_Excerpted records:_
━━━━

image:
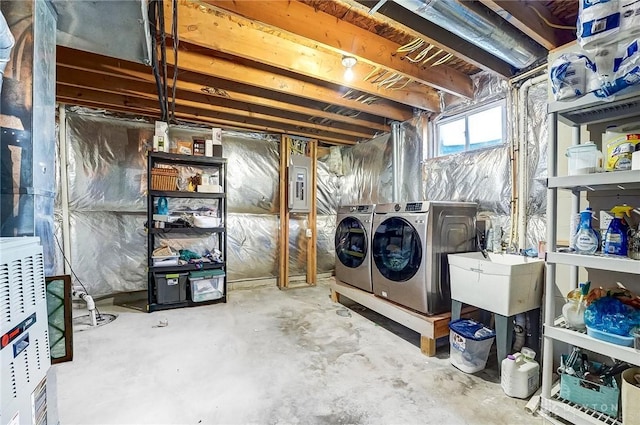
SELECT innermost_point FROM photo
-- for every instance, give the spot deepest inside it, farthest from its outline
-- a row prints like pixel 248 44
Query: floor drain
pixel 343 312
pixel 83 323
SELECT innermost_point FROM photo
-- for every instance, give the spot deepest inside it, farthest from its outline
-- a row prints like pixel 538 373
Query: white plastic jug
pixel 584 159
pixel 520 374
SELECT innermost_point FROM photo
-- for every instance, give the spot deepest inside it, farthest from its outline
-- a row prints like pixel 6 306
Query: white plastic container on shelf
pixel 584 159
pixel 520 374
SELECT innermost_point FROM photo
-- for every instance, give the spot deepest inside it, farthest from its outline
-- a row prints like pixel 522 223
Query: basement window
pixel 476 129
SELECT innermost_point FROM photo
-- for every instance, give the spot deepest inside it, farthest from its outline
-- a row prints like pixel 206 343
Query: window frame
pixel 435 146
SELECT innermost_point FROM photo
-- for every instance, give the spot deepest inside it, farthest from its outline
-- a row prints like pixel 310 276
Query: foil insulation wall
pixel 107 207
pixel 482 176
pixel 367 173
pixel 537 144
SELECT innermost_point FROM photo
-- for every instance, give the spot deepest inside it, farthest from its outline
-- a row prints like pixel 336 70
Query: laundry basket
pixel 164 178
pixel 470 344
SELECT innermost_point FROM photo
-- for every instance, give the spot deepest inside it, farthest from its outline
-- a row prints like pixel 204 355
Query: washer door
pixel 397 249
pixel 351 242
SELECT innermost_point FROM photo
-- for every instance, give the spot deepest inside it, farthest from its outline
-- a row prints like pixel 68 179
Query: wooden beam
pixel 346 38
pixel 191 110
pixel 397 16
pixel 236 72
pixel 529 17
pixel 146 90
pixel 283 239
pixel 69 60
pixel 206 26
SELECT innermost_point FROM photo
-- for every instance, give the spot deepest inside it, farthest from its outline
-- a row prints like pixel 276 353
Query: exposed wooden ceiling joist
pixel 199 83
pixel 529 17
pixel 214 29
pixel 213 104
pixel 433 34
pixel 346 38
pixel 195 110
pixel 245 74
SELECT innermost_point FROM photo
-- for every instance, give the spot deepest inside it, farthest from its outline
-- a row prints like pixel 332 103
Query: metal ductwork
pixel 6 44
pixel 478 25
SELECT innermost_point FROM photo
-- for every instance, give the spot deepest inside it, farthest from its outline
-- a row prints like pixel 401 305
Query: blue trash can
pixel 470 344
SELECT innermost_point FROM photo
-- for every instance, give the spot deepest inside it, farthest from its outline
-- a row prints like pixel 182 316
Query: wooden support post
pixel 283 240
pixel 312 242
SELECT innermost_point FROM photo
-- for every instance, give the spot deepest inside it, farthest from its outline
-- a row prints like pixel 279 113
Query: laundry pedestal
pixel 503 284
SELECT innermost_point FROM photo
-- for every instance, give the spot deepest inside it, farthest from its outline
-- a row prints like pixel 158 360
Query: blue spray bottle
pixel 616 238
pixel 586 239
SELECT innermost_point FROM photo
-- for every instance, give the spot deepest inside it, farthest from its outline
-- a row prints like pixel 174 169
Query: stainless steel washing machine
pixel 409 250
pixel 352 243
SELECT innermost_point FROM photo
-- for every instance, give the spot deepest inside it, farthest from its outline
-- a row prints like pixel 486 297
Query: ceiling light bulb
pixel 349 61
pixel 348 74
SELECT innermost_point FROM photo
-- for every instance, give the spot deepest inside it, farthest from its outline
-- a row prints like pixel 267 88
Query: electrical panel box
pixel 24 328
pixel 299 176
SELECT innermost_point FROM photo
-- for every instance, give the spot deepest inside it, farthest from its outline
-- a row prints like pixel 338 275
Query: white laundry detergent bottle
pixel 520 374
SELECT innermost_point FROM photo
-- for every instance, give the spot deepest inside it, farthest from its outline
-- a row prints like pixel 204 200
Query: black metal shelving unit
pixel 207 163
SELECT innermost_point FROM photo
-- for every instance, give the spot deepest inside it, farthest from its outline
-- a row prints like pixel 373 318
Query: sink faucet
pixel 512 248
pixel 480 245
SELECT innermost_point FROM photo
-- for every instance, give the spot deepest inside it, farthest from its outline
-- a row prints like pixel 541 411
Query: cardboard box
pixel 185 147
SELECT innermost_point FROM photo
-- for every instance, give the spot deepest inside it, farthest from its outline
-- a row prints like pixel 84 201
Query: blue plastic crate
pixel 589 394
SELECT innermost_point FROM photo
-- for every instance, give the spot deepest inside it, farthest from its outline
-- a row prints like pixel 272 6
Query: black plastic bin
pixel 171 288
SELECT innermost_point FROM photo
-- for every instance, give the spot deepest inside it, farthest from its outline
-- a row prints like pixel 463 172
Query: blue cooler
pixel 470 344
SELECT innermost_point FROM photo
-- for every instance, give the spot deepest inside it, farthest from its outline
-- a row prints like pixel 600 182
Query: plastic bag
pixel 608 314
pixel 573 75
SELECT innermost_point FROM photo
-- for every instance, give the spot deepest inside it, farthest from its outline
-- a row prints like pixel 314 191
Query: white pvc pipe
pixel 575 209
pixel 91 305
pixel 523 158
pixel 64 188
pixel 550 281
pixel 395 160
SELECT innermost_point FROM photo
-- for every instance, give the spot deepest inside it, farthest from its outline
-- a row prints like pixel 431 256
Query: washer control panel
pixel 413 207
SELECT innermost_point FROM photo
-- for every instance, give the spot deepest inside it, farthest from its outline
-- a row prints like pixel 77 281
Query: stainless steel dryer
pixel 353 242
pixel 410 247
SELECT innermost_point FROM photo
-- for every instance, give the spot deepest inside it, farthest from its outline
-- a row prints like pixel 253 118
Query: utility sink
pixel 504 284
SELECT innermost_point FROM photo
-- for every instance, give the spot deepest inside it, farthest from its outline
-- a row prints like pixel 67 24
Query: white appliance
pixel 24 339
pixel 409 251
pixel 352 244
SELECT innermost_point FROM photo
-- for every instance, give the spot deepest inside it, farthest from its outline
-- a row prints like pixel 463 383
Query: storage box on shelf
pixel 170 285
pixel 583 111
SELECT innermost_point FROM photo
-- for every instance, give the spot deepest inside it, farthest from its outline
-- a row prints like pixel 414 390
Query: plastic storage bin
pixel 589 394
pixel 630 397
pixel 206 285
pixel 470 344
pixel 171 287
pixel 609 337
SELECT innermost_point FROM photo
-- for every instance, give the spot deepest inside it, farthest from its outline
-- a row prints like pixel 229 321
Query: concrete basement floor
pixel 271 357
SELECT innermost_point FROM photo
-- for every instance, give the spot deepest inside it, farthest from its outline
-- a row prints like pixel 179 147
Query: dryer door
pixel 397 249
pixel 351 242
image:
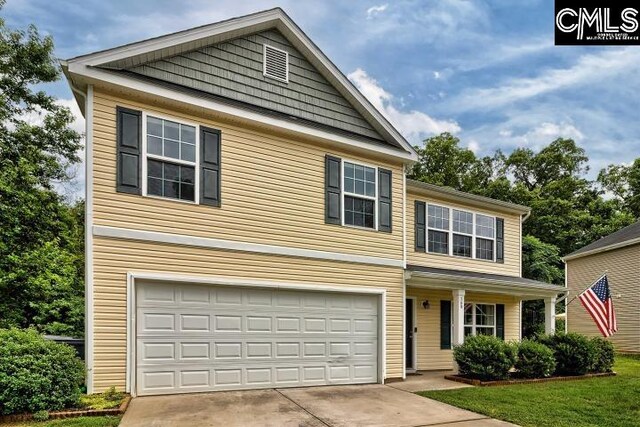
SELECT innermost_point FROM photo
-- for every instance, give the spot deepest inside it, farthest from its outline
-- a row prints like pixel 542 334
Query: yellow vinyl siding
pixel 273 190
pixel 512 247
pixel 623 267
pixel 430 356
pixel 113 258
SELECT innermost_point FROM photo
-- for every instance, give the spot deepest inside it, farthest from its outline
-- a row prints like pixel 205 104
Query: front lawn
pixel 610 401
pixel 109 421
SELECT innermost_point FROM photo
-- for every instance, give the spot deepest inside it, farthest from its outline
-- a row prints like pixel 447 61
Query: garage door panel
pixel 203 338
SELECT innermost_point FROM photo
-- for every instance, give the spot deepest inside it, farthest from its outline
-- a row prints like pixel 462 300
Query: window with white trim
pixel 438 229
pixel 485 236
pixel 170 157
pixel 460 233
pixel 359 192
pixel 479 319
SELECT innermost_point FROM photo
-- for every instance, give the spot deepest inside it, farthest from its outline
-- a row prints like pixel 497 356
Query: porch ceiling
pixel 440 278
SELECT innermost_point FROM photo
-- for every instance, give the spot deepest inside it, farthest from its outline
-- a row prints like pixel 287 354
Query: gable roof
pixel 452 195
pixel 105 65
pixel 627 236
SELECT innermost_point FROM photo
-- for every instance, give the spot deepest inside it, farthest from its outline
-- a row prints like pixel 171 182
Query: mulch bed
pixel 71 413
pixel 481 383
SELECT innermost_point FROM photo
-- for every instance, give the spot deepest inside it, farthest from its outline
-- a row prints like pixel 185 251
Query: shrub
pixel 41 416
pixel 573 352
pixel 485 357
pixel 604 355
pixel 36 374
pixel 535 360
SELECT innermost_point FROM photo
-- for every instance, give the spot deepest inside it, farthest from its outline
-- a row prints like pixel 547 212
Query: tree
pixel 443 162
pixel 41 261
pixel 623 182
pixel 568 211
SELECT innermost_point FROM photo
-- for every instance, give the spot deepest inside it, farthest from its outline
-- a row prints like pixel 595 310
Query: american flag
pixel 597 300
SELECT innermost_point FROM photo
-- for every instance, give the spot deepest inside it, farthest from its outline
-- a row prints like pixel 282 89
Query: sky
pixel 486 71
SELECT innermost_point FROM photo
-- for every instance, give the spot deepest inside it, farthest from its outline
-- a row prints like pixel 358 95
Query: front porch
pixel 443 306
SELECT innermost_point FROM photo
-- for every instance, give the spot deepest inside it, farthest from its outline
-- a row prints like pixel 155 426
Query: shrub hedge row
pixel 490 358
pixel 36 374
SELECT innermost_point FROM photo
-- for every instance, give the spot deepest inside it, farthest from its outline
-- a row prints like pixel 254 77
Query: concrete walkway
pixel 331 406
pixel 427 380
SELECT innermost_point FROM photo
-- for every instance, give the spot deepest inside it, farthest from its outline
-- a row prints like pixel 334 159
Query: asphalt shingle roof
pixel 630 232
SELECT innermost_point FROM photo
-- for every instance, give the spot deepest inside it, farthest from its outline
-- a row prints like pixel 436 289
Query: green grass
pixel 602 402
pixel 109 421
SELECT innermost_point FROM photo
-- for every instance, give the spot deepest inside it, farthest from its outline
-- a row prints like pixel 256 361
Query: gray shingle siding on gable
pixel 233 69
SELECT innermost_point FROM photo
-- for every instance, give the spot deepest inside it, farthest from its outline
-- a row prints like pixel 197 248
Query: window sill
pixel 169 199
pixel 458 257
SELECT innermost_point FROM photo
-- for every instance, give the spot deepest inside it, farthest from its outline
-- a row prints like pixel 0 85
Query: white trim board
pixel 204 242
pixel 96 76
pixel 132 277
pixel 172 44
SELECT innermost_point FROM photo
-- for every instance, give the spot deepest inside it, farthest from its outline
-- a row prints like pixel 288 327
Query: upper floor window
pixel 171 159
pixel 359 192
pixel 479 319
pixel 438 229
pixel 459 233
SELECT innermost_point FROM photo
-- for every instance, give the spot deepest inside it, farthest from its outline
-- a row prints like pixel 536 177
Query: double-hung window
pixel 457 232
pixel 438 229
pixel 171 159
pixel 360 195
pixel 462 233
pixel 485 237
pixel 479 319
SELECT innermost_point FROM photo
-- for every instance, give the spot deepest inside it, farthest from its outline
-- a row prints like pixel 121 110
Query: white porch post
pixel 550 315
pixel 458 317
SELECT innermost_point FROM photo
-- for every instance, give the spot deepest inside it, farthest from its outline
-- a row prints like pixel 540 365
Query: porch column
pixel 550 315
pixel 458 317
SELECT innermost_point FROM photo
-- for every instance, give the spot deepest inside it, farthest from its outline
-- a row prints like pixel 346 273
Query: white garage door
pixel 203 338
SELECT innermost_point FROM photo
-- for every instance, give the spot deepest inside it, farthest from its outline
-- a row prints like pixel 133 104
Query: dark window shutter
pixel 500 321
pixel 421 224
pixel 500 240
pixel 210 178
pixel 445 325
pixel 333 176
pixel 129 145
pixel 384 200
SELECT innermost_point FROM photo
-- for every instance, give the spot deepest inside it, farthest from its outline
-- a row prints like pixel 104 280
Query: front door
pixel 409 333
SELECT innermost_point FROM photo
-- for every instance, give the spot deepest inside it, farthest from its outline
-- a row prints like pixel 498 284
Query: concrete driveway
pixel 362 405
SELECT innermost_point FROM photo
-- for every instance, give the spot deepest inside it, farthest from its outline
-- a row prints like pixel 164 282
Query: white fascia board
pixel 95 76
pixel 438 281
pixel 175 39
pixel 275 18
pixel 204 242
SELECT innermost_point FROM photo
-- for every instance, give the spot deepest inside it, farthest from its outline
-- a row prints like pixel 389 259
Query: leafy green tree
pixel 443 162
pixel 623 181
pixel 41 279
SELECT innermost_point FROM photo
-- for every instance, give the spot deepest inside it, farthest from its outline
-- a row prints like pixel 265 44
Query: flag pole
pixel 595 281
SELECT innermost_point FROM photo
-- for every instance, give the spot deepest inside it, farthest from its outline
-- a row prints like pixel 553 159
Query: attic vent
pixel 276 63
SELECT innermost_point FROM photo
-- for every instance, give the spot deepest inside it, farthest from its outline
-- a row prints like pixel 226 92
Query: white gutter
pixel 88 235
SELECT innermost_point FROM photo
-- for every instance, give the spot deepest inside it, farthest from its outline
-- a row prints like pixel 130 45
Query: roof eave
pixel 276 18
pixel 607 248
pixel 462 197
pixel 485 285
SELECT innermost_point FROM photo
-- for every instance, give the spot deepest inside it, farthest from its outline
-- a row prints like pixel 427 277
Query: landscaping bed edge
pixel 481 383
pixel 71 413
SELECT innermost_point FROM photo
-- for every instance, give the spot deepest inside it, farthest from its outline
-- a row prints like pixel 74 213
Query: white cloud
pixel 376 10
pixel 587 69
pixel 414 125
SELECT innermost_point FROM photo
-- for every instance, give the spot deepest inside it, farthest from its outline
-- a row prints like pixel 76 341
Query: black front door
pixel 409 333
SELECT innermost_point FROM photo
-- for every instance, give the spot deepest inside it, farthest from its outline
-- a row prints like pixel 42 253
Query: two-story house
pixel 250 224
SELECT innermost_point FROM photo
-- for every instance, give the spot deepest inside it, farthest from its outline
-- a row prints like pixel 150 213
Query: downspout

━━━━

_Exercise task:_ How many lines of the data above contain the word "green"? Reply with the number only.

_Answer to this exercise:_ 2